**Written tasks:**
- A) Answer these questions using the pool preparation guide:
(i) What product is given as an example for disinfecting the winter tarpaulin?
(ii) How far above the water does the waterline extend?
(iii) How long should alkaline cleaners be left to act?
- B) Resume the pool preparation guide after its final sentence, "The warmer it is, the better the cleaning agents work."

**Page excerpt:**
....................

Get Your Pool Ready In 7 Steps

Get Your Pool Ready In 7 Steps

Getting your pool ready is easy and quick - as long as you winterised it properly

If you've done a good job of winterising and generally taking good care of your pool and pool water, you can skip a lot of steps. Ideally, it's enough to remove the tarpaulin and check the water values. But let's take a look at all the steps there are to consider.

Step 1: Remove and store the winter tarpaulin

You usually use a special winter tarpaulin for winterisation. Take this off and clean and disinfect it (for example, with Domestos). Dry the cover and put it away. This prevents the tarpaulin from mouldering over the following months.

Step 2: Rough cleaning of the bottom of the pool

Dirt can get under the tarpaulin from time to time. This mostly happens when strong storms blow the cover partially or completely off the pool. Use a pool vacuum cleaner or pool robot to remove any debris.

Step 3: Check and clean the waterline

The waterline is the part of the pool around 3-10 cm above the water. If this wasn't thoroughly cleaned during winterisation, it should be cleaned now. You can lower the level of the water in the pool a little to make cleaning easier. You can use the Gel Rim Cleaner by Steinbach here.

How to get the best results when cleaning

The following tips make sure you get good results:

  • Alkaline cleaners are ideal for cleaning organic dirt.
  • Acid cleaners are best for dissolving limescale
  • Alkaline cleaners in particular must have enough time to act. Leave them for 10-15 minutes. You might have to wait for longer to get rid of stubborn dirt - alkaline gel cleaners are a particularly good choice here.
  • The warmer it is, the better the cleaning agents work.

....................

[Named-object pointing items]
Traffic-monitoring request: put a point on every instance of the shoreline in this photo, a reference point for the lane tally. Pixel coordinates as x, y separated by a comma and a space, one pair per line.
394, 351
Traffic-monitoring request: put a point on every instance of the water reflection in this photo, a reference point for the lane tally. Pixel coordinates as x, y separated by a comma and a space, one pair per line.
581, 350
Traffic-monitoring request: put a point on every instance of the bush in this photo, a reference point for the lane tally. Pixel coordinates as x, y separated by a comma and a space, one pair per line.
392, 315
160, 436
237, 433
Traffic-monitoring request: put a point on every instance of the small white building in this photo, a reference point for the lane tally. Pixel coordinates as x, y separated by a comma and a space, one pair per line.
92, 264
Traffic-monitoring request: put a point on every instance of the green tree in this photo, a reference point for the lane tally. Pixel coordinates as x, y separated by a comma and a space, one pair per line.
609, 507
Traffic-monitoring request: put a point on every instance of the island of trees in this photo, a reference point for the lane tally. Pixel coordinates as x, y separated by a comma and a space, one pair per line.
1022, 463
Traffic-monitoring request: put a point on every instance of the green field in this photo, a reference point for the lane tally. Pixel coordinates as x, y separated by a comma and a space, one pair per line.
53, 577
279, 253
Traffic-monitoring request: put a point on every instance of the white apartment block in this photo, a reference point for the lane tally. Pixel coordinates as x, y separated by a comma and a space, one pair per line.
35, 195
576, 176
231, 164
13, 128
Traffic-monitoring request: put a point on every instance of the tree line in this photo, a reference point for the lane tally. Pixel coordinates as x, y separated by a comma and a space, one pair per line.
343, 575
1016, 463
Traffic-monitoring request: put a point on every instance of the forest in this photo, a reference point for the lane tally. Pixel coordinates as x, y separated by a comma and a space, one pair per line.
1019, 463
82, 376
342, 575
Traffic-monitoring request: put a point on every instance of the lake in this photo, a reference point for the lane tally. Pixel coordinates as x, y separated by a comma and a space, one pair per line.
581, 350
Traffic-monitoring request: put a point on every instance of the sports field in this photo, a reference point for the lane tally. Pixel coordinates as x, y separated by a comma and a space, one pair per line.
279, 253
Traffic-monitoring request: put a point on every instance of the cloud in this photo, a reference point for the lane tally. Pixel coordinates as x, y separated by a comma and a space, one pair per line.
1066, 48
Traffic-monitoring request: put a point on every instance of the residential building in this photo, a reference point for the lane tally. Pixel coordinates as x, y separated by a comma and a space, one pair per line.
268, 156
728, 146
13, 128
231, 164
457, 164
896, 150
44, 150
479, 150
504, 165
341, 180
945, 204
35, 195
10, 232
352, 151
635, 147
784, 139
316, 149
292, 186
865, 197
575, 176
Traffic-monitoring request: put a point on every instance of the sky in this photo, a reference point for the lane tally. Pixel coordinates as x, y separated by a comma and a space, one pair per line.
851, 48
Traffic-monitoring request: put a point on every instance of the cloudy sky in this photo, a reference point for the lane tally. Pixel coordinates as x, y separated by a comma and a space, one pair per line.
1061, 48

....................

**Exercise responses:**
- A)
(i) Domestos
(ii) Around 3-10 cm
(iii) 10-15 minutes

- B)
  • You need to rub to get rid of the dirt - you can exert quite some pressure. But do not use harsh brushes - scratches that result can become magnets for dirt. Microfibre cloths or even the Steinbach Hand Scrubber Set are ideal.

Step 4: Intensive cleaning

This step is extremely time-consuming. Only do this if there is a good reason - for example if you did not properly winterise your pool - or if it hasn't been given an intensive clean in several years. First, drain all the pool water. Now mix alkaline pool cleaner (acid cleaner as needed) in a ratio of 1:100 to 1:10 in a bucket of water. Apply the pool cleaner to the entire pool liner and connections if necessary. The alkaline cleaner should be left on for at least 10 minutes. This is a large area so you could apply the cleaning mixture using a pressure sprayer.

Be careful with cleaners!

  • Always wear rubber gloves
  • Ensure the cleaners don't come into contact with your skin or eyes
  • Do not inhale the vapours of cleaners under any circumstances
  • Be careful with cleaners based on hydrochloric acid: contact with steel or metal will cause severe rusting. Be particularly careful if you use acid cleaners to clean steel walled pools and frame pools! The same applies to stainless steel ladders, hose clamps, etc., - stay away from hydrochloric acid products!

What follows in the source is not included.